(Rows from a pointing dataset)
** start **
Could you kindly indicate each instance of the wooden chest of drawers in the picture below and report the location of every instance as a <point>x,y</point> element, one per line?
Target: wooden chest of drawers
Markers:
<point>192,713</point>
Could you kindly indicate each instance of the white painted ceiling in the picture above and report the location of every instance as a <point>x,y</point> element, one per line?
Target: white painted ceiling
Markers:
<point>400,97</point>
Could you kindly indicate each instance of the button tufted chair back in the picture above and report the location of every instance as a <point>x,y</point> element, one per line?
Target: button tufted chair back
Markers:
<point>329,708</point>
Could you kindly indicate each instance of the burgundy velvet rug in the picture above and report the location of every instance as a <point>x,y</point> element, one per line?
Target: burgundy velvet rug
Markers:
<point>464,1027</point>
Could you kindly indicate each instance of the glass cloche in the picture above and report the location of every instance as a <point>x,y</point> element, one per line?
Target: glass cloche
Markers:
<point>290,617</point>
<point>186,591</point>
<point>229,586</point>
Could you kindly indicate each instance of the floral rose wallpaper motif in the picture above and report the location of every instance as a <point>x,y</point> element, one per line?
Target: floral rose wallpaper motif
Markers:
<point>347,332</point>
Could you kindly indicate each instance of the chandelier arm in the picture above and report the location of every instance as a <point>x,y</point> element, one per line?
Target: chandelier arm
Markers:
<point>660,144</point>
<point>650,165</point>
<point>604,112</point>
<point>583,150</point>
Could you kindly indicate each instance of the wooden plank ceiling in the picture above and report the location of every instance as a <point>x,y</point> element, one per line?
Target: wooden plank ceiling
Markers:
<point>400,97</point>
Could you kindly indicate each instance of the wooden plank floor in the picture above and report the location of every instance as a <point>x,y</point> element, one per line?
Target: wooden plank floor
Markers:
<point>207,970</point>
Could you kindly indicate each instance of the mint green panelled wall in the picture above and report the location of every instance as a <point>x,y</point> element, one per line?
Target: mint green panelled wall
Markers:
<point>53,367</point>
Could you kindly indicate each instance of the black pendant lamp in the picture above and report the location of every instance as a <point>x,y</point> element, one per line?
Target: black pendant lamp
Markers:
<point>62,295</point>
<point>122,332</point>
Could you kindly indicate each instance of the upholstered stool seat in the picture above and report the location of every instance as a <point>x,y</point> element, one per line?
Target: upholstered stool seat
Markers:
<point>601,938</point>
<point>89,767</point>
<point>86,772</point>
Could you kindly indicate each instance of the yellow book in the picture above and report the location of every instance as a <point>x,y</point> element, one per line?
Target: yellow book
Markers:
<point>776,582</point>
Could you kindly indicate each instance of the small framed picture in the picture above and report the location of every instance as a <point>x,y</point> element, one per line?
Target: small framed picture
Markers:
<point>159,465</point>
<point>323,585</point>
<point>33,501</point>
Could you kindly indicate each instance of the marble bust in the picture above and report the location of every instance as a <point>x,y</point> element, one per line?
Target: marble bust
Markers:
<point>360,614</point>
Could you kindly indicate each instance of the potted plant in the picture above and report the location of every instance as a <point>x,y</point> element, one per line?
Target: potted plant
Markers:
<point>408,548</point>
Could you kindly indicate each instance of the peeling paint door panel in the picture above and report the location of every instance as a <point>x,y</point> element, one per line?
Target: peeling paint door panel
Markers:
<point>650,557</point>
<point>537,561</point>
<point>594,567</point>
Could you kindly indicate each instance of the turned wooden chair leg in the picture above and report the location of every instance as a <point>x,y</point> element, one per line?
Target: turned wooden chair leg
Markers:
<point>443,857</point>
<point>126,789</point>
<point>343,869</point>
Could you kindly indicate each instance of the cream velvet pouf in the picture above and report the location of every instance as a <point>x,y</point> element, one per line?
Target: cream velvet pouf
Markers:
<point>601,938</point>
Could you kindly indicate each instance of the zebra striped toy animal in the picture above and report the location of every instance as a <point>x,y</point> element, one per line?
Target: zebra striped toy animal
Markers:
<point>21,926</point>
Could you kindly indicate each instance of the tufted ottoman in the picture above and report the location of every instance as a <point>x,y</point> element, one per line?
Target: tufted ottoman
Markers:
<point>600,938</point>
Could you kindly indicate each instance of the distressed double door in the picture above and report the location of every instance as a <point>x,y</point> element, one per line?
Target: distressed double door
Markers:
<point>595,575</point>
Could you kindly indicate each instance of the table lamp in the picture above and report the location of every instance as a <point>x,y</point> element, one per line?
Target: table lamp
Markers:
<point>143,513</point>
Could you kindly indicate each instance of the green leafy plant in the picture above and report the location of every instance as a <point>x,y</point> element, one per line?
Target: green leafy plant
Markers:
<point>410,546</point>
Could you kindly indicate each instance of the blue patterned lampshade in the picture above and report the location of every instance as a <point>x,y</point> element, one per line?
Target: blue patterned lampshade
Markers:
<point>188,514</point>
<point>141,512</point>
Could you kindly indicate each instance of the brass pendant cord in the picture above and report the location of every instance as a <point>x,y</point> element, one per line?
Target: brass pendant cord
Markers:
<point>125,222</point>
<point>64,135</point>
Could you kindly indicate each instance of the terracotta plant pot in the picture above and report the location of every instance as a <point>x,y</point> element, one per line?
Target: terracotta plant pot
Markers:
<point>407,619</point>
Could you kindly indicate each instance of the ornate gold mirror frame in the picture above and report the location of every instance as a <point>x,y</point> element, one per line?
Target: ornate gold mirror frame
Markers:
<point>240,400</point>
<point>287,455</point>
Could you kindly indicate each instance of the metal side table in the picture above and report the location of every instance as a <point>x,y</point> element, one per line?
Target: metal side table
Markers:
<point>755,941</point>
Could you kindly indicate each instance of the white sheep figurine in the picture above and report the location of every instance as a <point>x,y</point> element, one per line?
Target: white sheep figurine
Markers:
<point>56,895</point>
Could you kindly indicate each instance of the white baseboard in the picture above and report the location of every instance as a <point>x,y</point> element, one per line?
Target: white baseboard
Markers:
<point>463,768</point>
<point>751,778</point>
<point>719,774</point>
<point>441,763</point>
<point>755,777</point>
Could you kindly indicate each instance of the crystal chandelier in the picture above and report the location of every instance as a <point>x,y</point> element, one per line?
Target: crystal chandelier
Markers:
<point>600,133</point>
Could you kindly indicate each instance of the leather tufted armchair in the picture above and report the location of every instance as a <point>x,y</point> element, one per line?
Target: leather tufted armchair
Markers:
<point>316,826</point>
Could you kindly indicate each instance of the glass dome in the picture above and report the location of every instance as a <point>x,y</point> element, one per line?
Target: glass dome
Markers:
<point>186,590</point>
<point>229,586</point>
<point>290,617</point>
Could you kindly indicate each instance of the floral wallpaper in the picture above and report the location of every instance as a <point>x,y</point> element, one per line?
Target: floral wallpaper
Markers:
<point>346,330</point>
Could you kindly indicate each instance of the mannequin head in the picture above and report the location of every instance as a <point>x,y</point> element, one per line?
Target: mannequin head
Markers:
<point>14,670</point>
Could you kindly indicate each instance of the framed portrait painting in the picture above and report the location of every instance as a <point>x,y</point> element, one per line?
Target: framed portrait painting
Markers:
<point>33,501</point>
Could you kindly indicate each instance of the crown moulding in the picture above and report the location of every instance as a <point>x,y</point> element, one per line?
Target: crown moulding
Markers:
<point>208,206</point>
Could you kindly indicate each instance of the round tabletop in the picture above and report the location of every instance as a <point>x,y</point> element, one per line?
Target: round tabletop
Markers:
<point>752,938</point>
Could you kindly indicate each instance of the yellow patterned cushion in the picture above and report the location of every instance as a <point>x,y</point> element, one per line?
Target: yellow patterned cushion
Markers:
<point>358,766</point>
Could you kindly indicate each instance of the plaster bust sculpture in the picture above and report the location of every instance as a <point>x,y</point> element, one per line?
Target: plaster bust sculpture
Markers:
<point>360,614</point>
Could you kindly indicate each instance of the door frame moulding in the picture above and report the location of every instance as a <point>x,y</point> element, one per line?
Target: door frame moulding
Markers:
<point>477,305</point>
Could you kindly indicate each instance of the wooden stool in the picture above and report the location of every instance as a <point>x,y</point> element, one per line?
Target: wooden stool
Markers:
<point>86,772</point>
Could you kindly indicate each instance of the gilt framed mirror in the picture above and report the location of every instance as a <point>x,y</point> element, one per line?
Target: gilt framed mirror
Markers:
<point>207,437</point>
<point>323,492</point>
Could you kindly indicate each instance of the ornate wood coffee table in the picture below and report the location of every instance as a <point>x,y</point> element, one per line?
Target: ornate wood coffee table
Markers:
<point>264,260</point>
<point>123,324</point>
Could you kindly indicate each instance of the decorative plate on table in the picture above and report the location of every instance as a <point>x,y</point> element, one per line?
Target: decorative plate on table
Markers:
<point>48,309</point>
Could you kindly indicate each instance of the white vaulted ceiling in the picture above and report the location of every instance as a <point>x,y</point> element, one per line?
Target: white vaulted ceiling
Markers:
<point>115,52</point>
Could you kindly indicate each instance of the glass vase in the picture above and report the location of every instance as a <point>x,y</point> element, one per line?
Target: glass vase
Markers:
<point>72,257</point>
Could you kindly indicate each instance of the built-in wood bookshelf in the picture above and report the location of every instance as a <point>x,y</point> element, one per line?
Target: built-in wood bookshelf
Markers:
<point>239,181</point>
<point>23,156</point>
** end **
Output exactly the lines between the one containing "Could you kindly indicate each instance of the ornate wood" and the final line above, both inclusive.

- _Written response_
Could you kindly indicate each instance of the ornate wood coffee table in the picture below and report the location of every instance as a <point>x,y</point> element, one per line?
Target: ornate wood coffee table
Markers:
<point>264,260</point>
<point>123,324</point>
Could you kindly indicate each instance of the decorative plate on table in the picture above and report the location of every instance as a <point>x,y</point> element, one per line?
Target: decorative plate on table
Markers:
<point>48,309</point>
Could you kindly indicate each instance of the white vaulted ceiling in the picture above and report the location of every instance as a <point>x,y</point> element, one per line?
Target: white vaulted ceiling
Markers:
<point>115,52</point>
Could you kindly indicate each instance of the glass vase in the picture above and report the location of every instance as a <point>x,y</point> element, one per line?
Target: glass vase
Markers:
<point>72,257</point>
Could you kindly indicate each instance of the built-in wood bookshelf in the picture above and report the location of every instance as a <point>x,y</point> element, one per line?
Target: built-in wood bookshelf
Markers:
<point>239,181</point>
<point>23,156</point>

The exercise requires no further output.